§ TEXT
========================================================================

They have to use the same key to decrypt it as you used to encrypt
it. Well, this is a problem, this is inconvenient, because how are you
going to tell them what that key is, what’re you going to do, tell
them over the telephone? If someone can intercept the message, they
can intercept the key. So this has been the central problem in
cryptography for the past couple of millenia. There’s been a lots of
different ways of encrypting information, but they all have this
problem.

If you had a secure channel for exchanging keys, why do you
need any cryptography at all? So, in the late 1970s, somebody came
up with an idea for encrypting information with two keys. The two
keys are mathematically related. You use one of the keys to encrypt
the message, and use the other key to decrpyt the message. As a
matter of fact, the keys have a kind of yin-yang relationship, so that
either one of them can decrypt what the other one can encrypt. So
everybody randomly generates a pair of these keys, the keys are
mathematically related, and they can be split apart like cracking a
coin in half, and the jagged edges stick together just right. They can
publish one of the keys, and keep the other one secret. Now, unlike
cracking the coin in half, you can’t look at the jagged edge, and
figure out what the other jagged edge is going to look like. In fact,
you can’t look at the published key and figure out what the secret
key is without spending centuries of supercomputer time to do it.

========================================================================

§ EXERCISE TASK
Decide whether each statement below agrees with the text on encryption keys. Answer yes or no for each, and quote the exact words of the text that decide it.
1. The idea of encrypting information with two keys came up in the late 1970s.
2. Under the two-key scheme, both keys of a pair are kept secret.
3. A person can easily work out the secret key by looking at the published key.

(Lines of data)
========================================================================

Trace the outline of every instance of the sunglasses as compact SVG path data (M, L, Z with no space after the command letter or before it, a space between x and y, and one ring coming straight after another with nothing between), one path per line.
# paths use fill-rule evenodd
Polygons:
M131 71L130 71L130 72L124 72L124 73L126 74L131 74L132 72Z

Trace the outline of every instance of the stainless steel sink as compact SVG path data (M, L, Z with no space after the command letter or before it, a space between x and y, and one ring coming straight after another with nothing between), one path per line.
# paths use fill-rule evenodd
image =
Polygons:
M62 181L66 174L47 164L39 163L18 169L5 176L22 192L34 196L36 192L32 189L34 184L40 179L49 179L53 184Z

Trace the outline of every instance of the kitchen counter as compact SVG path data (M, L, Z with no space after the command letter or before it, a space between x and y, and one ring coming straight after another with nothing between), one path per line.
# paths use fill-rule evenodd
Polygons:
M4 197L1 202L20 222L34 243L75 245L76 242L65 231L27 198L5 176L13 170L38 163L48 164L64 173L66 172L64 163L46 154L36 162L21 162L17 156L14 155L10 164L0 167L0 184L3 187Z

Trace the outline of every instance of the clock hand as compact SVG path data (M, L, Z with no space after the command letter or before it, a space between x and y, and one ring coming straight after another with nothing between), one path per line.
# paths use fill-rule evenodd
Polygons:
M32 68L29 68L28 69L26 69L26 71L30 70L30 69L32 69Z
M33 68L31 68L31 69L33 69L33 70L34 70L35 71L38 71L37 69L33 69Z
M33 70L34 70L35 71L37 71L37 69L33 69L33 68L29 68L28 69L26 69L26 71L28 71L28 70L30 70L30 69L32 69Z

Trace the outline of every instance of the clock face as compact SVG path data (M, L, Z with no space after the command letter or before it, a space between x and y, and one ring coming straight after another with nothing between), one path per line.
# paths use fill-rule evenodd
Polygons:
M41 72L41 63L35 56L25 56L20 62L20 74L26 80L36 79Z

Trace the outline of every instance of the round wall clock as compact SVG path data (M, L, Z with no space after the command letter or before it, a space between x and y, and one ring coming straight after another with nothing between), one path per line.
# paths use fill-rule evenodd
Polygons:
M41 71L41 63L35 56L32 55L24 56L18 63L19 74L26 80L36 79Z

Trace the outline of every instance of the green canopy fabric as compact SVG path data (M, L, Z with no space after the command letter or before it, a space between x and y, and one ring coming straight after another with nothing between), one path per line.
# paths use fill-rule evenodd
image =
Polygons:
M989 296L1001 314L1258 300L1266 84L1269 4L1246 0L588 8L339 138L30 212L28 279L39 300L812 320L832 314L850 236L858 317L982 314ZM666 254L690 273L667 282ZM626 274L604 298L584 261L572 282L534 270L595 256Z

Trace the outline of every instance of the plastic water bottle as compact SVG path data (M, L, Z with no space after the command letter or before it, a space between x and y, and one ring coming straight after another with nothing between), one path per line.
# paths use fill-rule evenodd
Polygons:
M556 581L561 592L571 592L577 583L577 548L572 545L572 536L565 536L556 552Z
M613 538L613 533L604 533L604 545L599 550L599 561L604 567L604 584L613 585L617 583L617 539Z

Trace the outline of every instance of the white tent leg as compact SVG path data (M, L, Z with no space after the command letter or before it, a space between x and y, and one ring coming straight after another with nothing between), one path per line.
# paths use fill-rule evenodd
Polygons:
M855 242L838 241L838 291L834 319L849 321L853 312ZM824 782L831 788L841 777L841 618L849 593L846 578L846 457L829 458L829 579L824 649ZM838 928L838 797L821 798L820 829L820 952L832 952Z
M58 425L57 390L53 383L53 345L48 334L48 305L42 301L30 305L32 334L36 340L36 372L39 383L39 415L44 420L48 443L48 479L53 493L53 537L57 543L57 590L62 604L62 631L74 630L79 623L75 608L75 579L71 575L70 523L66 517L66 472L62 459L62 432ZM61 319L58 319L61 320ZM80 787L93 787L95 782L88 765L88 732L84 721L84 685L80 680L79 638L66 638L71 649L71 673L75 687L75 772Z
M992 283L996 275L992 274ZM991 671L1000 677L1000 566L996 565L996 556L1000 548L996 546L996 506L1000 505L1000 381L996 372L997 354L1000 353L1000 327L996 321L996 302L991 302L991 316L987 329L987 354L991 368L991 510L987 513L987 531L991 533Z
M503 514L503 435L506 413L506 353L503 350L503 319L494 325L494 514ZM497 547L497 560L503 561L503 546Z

========================================================================

§ WRITTEN SOLUTION
1. Yes: "in the late 1970s, somebody came up with an idea for encrypting information with two keys"
2. No: "They can publish one of the keys, and keep the other one secret."
3. No: "you can’t look at the published key and figure out what the secret key is without spending centuries of supercomputer time to do it"